• _TASK STATEMENT_: How many lines in the items below contain the string "water"? Case counts. Give only the number.

** start RECORDS PROVIDED **

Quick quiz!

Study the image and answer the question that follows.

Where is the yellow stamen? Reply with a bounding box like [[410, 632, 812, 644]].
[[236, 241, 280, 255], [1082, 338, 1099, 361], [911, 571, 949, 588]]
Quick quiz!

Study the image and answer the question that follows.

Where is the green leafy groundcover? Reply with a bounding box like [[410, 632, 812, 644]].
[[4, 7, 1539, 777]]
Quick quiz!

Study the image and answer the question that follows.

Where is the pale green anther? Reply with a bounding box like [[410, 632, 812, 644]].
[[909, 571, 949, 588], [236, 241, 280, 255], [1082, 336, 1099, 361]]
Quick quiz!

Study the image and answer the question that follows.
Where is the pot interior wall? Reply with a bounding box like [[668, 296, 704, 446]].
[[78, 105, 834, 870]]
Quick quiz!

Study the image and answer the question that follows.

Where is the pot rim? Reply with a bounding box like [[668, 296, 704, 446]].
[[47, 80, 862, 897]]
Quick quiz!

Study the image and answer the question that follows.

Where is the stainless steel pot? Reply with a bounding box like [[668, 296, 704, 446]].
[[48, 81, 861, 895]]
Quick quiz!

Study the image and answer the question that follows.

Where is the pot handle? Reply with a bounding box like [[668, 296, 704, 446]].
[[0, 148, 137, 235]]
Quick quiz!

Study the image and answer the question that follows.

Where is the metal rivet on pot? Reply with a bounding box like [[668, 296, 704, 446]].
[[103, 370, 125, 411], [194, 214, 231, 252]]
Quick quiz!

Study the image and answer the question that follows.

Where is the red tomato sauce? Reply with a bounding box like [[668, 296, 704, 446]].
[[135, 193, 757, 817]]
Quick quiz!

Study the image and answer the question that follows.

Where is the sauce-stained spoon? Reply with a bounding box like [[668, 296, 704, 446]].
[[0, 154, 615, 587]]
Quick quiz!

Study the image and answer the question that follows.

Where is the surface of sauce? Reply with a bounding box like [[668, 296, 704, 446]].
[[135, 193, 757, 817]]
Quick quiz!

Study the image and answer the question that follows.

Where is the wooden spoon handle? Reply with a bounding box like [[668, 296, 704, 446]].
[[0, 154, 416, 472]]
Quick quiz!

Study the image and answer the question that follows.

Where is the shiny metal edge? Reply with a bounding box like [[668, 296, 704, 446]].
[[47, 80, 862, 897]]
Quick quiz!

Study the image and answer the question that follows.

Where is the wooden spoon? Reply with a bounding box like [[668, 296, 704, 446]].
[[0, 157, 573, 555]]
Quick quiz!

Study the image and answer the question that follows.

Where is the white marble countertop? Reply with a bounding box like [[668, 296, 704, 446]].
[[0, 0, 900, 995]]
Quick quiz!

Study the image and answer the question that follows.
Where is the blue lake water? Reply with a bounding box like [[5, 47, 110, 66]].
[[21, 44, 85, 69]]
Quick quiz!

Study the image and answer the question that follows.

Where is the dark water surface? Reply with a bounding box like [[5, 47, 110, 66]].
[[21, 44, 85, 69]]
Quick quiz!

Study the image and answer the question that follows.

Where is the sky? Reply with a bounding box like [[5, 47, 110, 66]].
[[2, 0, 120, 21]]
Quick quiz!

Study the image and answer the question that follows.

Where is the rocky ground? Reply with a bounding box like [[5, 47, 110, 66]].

** end RECORDS PROVIDED **

• _RESULT OF THIS TASK_: 2